BEGIN DATA FOR THIS TASK

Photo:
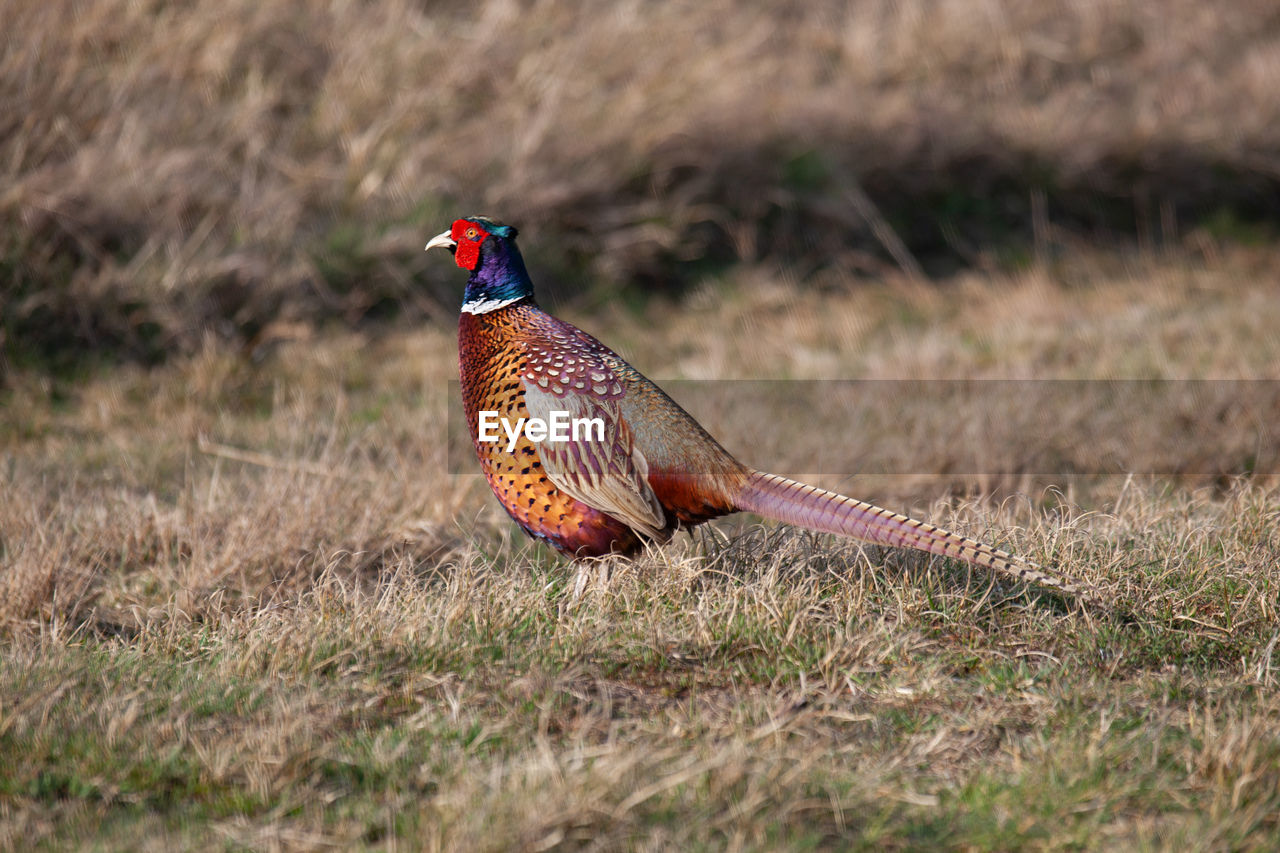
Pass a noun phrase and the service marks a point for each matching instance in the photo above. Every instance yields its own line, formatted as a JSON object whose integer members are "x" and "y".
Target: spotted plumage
{"x": 653, "y": 468}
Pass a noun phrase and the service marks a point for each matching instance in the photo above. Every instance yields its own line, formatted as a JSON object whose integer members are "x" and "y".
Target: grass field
{"x": 245, "y": 605}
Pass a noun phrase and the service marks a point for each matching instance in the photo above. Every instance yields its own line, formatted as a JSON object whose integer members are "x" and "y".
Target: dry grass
{"x": 336, "y": 643}
{"x": 245, "y": 605}
{"x": 174, "y": 170}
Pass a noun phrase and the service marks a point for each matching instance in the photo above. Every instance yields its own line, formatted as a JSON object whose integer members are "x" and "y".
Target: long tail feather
{"x": 807, "y": 506}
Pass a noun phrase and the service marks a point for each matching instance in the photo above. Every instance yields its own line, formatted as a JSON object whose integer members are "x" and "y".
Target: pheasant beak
{"x": 442, "y": 240}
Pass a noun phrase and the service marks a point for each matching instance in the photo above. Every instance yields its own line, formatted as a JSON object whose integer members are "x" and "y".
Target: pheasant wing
{"x": 602, "y": 465}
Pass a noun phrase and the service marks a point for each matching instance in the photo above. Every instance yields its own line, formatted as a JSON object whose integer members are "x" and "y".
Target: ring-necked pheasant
{"x": 652, "y": 468}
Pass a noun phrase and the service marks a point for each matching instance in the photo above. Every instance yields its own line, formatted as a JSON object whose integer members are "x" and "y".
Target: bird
{"x": 641, "y": 468}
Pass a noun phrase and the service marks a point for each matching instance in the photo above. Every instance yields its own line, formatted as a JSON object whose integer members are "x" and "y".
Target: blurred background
{"x": 245, "y": 172}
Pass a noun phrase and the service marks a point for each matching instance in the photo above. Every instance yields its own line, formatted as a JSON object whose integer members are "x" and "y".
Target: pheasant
{"x": 643, "y": 466}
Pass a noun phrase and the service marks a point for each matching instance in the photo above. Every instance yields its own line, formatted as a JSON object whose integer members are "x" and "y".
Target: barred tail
{"x": 782, "y": 500}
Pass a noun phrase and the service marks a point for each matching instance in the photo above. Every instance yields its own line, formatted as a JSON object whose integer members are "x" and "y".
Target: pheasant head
{"x": 487, "y": 249}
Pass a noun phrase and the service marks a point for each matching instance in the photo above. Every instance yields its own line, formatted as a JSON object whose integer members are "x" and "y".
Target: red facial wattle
{"x": 467, "y": 236}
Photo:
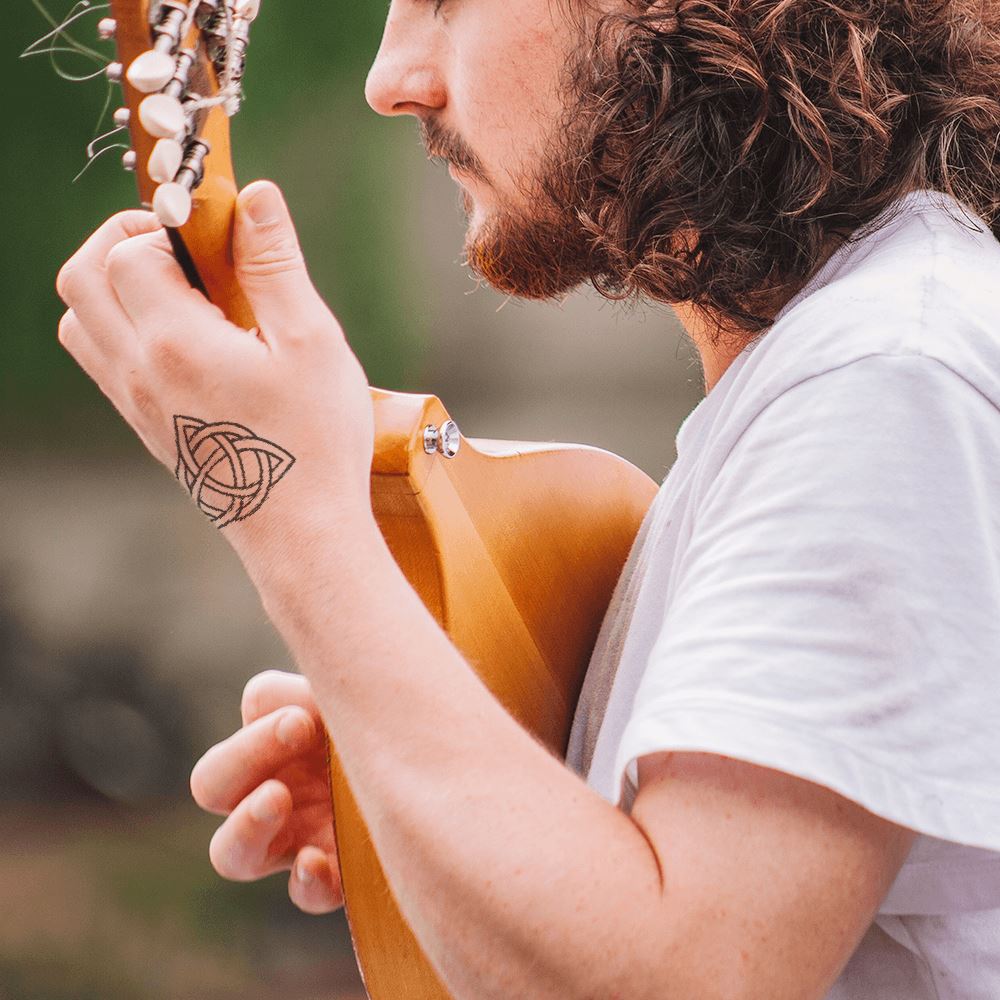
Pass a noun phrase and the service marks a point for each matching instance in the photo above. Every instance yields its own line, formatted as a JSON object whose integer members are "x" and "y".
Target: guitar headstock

END DATA FOR THIS TASK

EXERCISE PROMPT:
Write out every record above exactly as it stands, but leave out the pictures.

EXPECTED ANSWER:
Photo:
Pass a noun phrase and the service marks a point for each matching instance in the photo above. Every instance yields its own line, formatted as a JSON object whose integer members are "x" and "y".
Target: spotted plumage
{"x": 653, "y": 468}
Pass a noun phrase and the service marks a point for each matching instance in the photo above. Every instance yields its own line, formatted as a JSON object whose integer members are "x" and "y".
Target: grass field
{"x": 245, "y": 605}
Pass a noun phrase and the service marks a point for each matching instance in the photo above. Every instance yields its own line, formatted as a JSON object whose integer members are "x" and "y".
Target: dry grass
{"x": 336, "y": 643}
{"x": 245, "y": 605}
{"x": 174, "y": 170}
Pass a noun phrase and the service marks a point for each matching instance in the photo above. Every instance yields its own line, formatted as a JSON object whose integer members are "x" and "y".
Target: long tail feather
{"x": 807, "y": 506}
Pass a noun phrase and the service marks a point for each matching instance in the photo above. Every instance yields its own line, formatted as a JSON object whose integer members are "x" and "y".
Target: pheasant beak
{"x": 442, "y": 240}
Pass a noun phrase and the service marks a point for each matching instance in the photo above. Every instance yields its own line, formatted as a JSON object whose integer members are "x" and "y".
Target: pheasant wing
{"x": 602, "y": 465}
Pass a noun phrase and the service marks a point for each matching instance in the photo above. Every instance yields its own line, formatted as a JSON object whose integer members are "x" and "y".
Target: ring-necked pheasant
{"x": 652, "y": 468}
Pass a noun phrase and the service marks a point for each matching instance in the photo above. Every instance yields its own line, formatted as a JSON object whose integer members are "x" and "y".
Target: bird
{"x": 641, "y": 468}
Pass a noun phrase and the service marks a point for each matching instance in the photo above. Every instance yields its own line, formatted as a JSON object whose integer members are "x" and "y".
Target: blurred background
{"x": 245, "y": 172}
Pass a noun phrase and the service marks a point for each matching instance in the photo above. Every instance yields its own line, formatted as a JSON object whose integer members are "x" and "y".
Target: pheasant
{"x": 643, "y": 466}
Pass a noun phrase and the service marks a point for each matching instance in the photo above. Every instance yields its own line, formatted as a JSON object whose integer members are "x" and "y".
Target: barred tail
{"x": 782, "y": 500}
Pass a noun phrase and the service marks a point for each matching instance in the photo above. Every instance yields its own line, formatted as a JSON object whose integer members are "x" and "y".
Target: pheasant head
{"x": 487, "y": 249}
Pass a noun phrase and the service marks a point for each matching instance in the photo above. Every instance yields its own line, formatted as a JSON object whose integer members are "x" and "y".
Target: red facial wattle
{"x": 467, "y": 236}
Photo:
Pass a noun phrase and the service marks a point for each matching instance in the photo above. Every instance yields its own line, formatted as a JSON object whose integer members are "x" and "y".
Target: guitar headstock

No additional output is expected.